Dataset listing of object locations:
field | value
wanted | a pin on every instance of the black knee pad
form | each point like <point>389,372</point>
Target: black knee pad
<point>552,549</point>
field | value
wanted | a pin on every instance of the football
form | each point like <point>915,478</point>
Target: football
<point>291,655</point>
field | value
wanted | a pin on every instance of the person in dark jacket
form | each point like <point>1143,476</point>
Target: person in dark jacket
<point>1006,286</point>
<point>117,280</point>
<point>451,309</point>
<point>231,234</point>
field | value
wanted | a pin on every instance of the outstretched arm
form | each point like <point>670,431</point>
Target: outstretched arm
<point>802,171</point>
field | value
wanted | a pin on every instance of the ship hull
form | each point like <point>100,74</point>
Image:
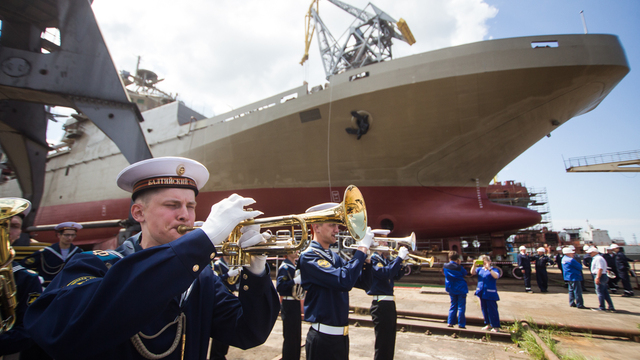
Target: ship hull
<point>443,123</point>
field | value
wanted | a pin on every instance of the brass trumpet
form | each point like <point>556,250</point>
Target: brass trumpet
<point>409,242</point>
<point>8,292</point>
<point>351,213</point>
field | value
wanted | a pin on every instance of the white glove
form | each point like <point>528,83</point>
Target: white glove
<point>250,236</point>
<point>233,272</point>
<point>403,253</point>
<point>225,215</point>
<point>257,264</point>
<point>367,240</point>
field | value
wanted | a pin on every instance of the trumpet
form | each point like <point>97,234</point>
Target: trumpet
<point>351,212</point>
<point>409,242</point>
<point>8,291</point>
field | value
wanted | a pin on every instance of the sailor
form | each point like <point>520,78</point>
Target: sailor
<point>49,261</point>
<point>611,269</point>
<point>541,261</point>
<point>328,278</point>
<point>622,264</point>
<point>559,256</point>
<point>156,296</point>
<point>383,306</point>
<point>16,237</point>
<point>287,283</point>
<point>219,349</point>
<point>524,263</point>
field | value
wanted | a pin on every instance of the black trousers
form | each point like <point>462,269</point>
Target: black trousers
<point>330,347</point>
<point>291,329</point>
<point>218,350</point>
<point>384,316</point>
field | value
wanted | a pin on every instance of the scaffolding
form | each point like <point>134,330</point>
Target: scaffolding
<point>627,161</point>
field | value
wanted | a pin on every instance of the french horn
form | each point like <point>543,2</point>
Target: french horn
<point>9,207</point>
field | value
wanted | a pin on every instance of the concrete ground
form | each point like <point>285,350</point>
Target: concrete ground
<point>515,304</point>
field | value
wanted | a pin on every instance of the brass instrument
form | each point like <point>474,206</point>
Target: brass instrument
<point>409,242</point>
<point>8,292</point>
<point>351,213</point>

** Direction **
Render every line of the listing above as a numbered list, omitting any blank lines. Leave the pictures out of the answer.

** The solution **
1. field | value
2. wanted | a pin on every instance of the black knee pad
3. form | each point like <point>389,372</point>
4. Target: black knee pad
5. <point>552,549</point>
6. field | value
7. wanted | a pin on every instance of the football
8. form | each point like <point>915,478</point>
9. Target: football
10. <point>291,655</point>
11. field | value
12. wanted | a pin on every instance of the person in dark jacket
13. form | each point like <point>1143,476</point>
14. Target: person in dark jacket
15. <point>1006,286</point>
16. <point>117,280</point>
17. <point>451,309</point>
18. <point>231,234</point>
19. field | value
20. wanted | a pin on every instance of the outstretched arm
21. form | each point like <point>670,431</point>
22. Target: outstretched arm
23. <point>802,171</point>
24. field | value
25. wanted | a pin on every instance of the ship hull
26. form | each point like <point>100,74</point>
27. Image:
28. Target: ship hull
29. <point>443,123</point>
30. field | value
31. wanted | a pin on every instance of the brass trumpet
32. form | each point like <point>556,250</point>
33. Target: brass trumpet
34. <point>409,242</point>
35. <point>8,292</point>
36. <point>351,213</point>
37. field | value
38. wanted | a pin on every instance of the white glove
39. form | each point like <point>528,83</point>
40. Target: white glove
41. <point>250,236</point>
42. <point>233,272</point>
43. <point>403,253</point>
44. <point>225,215</point>
45. <point>257,264</point>
46. <point>367,240</point>
47. field | value
48. wanted | a pin on every instance of the trumpet
49. form | each point like <point>97,234</point>
50. Target: trumpet
51. <point>351,212</point>
52. <point>409,242</point>
53. <point>8,291</point>
54. field | value
55. wanted | a pin on every instance of the sailor
56. form | each point like <point>520,78</point>
57. Target: sailor
58. <point>49,261</point>
59. <point>611,269</point>
60. <point>541,261</point>
61. <point>328,278</point>
62. <point>622,264</point>
63. <point>559,256</point>
64. <point>156,296</point>
65. <point>383,306</point>
66. <point>16,237</point>
67. <point>287,283</point>
68. <point>219,349</point>
69. <point>524,263</point>
70. field | value
71. wanted | a pin on every instance of the black trousers
72. form | each point like <point>462,269</point>
73. Target: black trousers
74. <point>330,347</point>
75. <point>291,329</point>
76. <point>218,350</point>
77. <point>384,316</point>
78. field | value
79. wanted | a pin on every instance of the scaffolding
80. form | each point like <point>134,330</point>
81. Target: scaffolding
82. <point>627,161</point>
83. field | value
84. wanted | a pin on every instance of the french horn
85. form | each point like <point>543,2</point>
86. Target: french horn
87. <point>9,207</point>
88. field | value
89. wanted | a pin on every instance of the concrete ground
90. form | each point like <point>285,350</point>
91. Target: concrete ground
92. <point>515,304</point>
93. field | value
94. wanted | a pin on every instance of the brass instrument
95. form | each point like <point>474,206</point>
96. Target: brass instrument
97. <point>409,242</point>
98. <point>8,292</point>
99. <point>351,213</point>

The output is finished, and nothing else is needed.